◆ Questions to answer:
(a) In the text on making AI systems more ethical, what should AI systems be required to default to?
(b) Reproduce the part of the text on ethical AI that opens with the words "AI-generated ethical systems" and closes with "diffuse, or acute?".
(c) Take the text on ethical AI systems further, continuing from where it stops.

◆ Source document:
※

How Might We Reduce The Severity of These Problems?

  • Require AI systems to default to neutrality and impartiality
  • Make ethical decisions & recommendations by AI systems be double opt-in
  • Let users customize their own ethical settings once they have opted in.
  • Prohibit AI systems from anthropomorphizing themselves, to dampen the illusion of having human behavior
  • Always provide human alternatives and never require use of AI for official purposes
  • Ensure human oversight and external accountability for AI ethical decisions
  • Implement ethical behaviors in AI systems that better conform to the following fundamental principles, described below. (See also: AI TOS for more in this direction)

Some Possible Characteristics for More Ethical AI Systems

AI-generated ethical systems should be (Note: not an exhaustive list):

  • Intelligible
    • It should be clear what the specific position is, and what is the ethical basis (principle) underlying the decision
  • Defensible
    • Challenging the system about its ethical decisions, including decisions not to perform a task, should yield positions that it is able to defend through logical argument
  • Consistent
    • Within one or across multiple interactions, the ethical positions and logical defenses that an AI system takes should be the same or comparable to past ones
    • The arguments used should be consistent with human ethical traditions and conventional common understanding of ethics and morality
  • Risk-Based
    • Assessments of ethical situations by AI systems should be based on a realistic ability to identify & project:
      • What is the specific harm? Is it diffuse, or acute?

※

[Records excerpted from a collection]
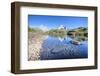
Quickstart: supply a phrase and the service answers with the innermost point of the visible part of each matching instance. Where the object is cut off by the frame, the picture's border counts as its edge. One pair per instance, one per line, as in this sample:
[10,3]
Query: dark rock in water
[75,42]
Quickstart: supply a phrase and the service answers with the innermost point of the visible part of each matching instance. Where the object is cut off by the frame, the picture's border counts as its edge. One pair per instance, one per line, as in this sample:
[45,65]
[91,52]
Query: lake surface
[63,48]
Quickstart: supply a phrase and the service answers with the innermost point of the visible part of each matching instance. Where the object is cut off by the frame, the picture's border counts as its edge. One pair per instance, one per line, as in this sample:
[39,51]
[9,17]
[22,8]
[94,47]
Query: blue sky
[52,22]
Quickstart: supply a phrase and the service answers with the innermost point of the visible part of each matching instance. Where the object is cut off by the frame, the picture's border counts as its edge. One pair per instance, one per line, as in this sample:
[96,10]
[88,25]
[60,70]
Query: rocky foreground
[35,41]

※

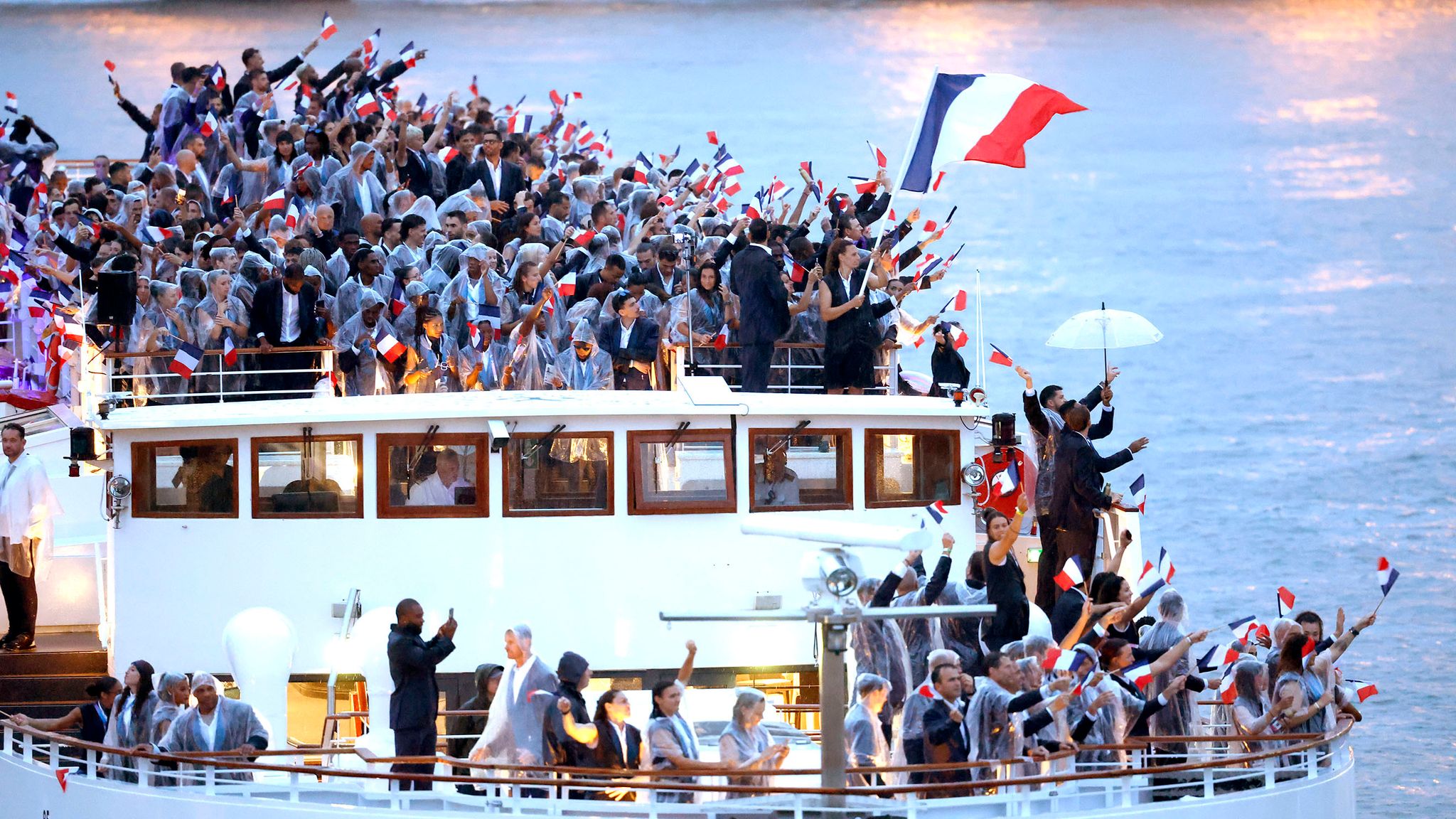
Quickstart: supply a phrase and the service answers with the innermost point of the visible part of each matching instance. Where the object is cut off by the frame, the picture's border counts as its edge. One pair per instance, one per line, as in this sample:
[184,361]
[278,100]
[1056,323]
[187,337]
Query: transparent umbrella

※

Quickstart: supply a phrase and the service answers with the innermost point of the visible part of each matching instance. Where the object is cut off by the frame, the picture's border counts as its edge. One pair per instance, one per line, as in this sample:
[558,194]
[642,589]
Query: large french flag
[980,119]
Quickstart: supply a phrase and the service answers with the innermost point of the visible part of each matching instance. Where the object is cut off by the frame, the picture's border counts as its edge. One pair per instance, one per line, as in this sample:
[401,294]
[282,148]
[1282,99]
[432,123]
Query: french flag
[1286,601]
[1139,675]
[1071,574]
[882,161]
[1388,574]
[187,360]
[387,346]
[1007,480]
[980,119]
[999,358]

※

◆ Answer section:
(a) Neutrality and impartiality.

(b)
AI-generated ethical systems should be (Note: not an exhaustive list):

  • Intelligible
    • It should be clear what the specific position is, and what is the ethical basis (principle) underlying the decision
  • Defensible
    • Challenging the system about its ethical decisions, including decisions not to perform a task, should yield positions that it is able to defend through logical argument
  • Consistent
    • Within one or across multiple interactions, the ethical positions and logical defenses that an AI system takes should be the same or comparable to past ones
    • The arguments used should be consistent with human ethical traditions and conventional common understanding of ethics and morality
  • Risk-Based
    • Assessments of ethical situations by AI systems should be based on a realistic ability to identify & project:
      • What is the specific harm? Is it diffuse, or acute?

(c)
      • Who is potentially harmed & how many people?
      • What is the severity of potential harmful impacts?
      • What is the actual likelihood of potential harmful impacts?
  • Proportional (Measured)
    • Task completions which do not lead directly to identifiable harms that are of high or in some cases moderate impact should not be prohibited
    • If a risk assessment yields only a diffuse, non-specific, and low-impact harm (e.g., an innocuous essay or short story task completion being refused as harmful), there should be no prohibition (a warning or confirmation could be permissible, provided the user has opted in)
  • Customizable
    • Ethical decisions or recommendations should be a double opt-in (though basic filtering to prevent obviously illegal use may be acceptable)
    • Users should be able to customize an ethical scheme that matches their values, wherever possible
    • Users should not be subjected to anthropomorphized AI systems promulgating illusory or simulated human values, behavior, or understanding
  • Non-Punitive
    • Use of AI-based ethical systems should not, without human review and intervention, lead to negative consequences for the user account, unless there is clear case of illegality (which still should be manually verified by humans)
    • Promotes human autonomy and moral agency, and does not require conformity to nonhuman values.
  • Rooted in lived experience
    • AI systems should be based on sound human judgement, empathy, lived experience, and sensitive nuanced understanding of human culture, values & norms.
    • Human-based alternatives, intervention, appeal, and external oversight should always be available.
    • In keeping with the recommendation to make these systems non-punitive, AI systems should also be merciful and aware of their own propensity to make mistakes. AI systems should not be overly obsessed with strictly following rules for their own sake where no demonstrable harm can be found, and should be able to make reasoned exceptions.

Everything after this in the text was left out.